* Instructions for the task:
Go over the data below line by line, and state how many lines contain the string "Should". Give the number only.

* Material for this task:
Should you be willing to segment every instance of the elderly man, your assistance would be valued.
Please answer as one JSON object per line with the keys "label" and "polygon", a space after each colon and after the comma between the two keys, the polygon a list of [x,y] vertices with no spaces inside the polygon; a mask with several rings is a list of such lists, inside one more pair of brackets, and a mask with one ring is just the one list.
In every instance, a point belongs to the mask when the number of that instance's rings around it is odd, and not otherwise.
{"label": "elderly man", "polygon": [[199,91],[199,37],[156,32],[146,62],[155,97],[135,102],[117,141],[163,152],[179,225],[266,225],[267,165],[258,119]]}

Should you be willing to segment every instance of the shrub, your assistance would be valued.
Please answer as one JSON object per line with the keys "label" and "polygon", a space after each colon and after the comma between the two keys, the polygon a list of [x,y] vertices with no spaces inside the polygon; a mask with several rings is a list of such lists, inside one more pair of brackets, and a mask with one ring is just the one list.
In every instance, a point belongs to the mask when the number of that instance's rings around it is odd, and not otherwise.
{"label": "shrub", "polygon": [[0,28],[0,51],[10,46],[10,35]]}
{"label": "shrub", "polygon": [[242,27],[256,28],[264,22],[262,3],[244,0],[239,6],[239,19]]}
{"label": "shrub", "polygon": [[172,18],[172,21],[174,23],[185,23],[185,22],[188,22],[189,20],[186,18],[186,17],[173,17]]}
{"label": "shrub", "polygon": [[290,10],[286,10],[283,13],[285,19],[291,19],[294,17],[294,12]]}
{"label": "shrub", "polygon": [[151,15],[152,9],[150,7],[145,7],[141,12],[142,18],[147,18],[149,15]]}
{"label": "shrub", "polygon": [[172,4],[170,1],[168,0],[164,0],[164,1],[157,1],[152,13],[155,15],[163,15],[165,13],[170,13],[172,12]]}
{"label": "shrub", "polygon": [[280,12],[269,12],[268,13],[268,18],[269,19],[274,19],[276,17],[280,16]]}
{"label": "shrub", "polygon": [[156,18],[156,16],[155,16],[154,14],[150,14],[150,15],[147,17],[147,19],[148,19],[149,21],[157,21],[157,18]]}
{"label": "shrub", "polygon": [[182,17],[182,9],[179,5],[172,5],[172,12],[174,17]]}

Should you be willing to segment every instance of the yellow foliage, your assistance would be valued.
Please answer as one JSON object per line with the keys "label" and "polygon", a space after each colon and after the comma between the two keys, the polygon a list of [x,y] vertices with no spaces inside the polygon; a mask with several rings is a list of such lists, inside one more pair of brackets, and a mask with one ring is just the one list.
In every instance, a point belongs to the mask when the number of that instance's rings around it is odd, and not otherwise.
...
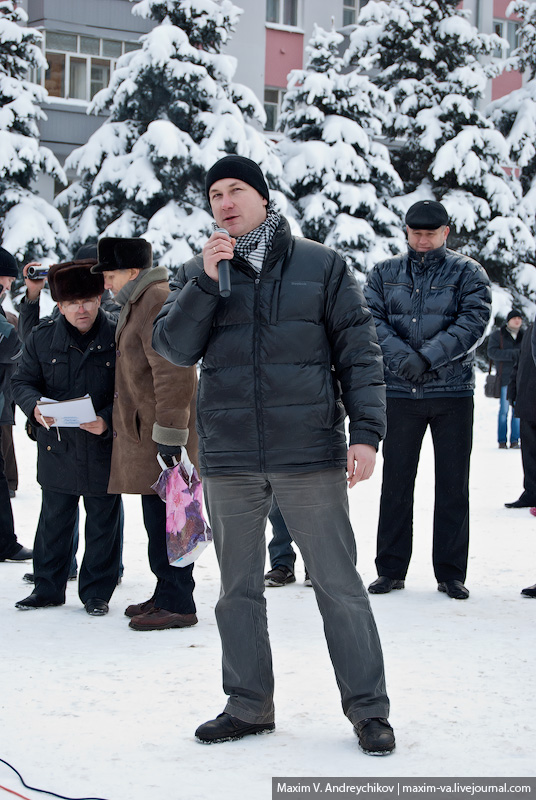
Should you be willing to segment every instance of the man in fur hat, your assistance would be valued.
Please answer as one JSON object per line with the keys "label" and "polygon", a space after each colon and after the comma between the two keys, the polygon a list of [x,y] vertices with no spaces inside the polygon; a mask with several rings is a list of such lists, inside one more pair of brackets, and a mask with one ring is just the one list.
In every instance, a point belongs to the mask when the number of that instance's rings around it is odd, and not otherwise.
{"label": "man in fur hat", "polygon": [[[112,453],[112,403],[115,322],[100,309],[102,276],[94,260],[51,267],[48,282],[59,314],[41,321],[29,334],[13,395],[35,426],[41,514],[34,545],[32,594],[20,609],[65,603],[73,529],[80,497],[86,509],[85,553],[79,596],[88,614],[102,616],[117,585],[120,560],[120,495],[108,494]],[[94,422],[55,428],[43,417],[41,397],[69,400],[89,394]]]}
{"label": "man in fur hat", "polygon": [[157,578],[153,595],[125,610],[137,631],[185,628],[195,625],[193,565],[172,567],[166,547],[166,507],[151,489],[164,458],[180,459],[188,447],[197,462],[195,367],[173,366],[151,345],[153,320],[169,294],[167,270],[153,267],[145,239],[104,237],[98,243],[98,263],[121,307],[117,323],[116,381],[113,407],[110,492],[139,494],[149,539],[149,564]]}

* Output of the task:
4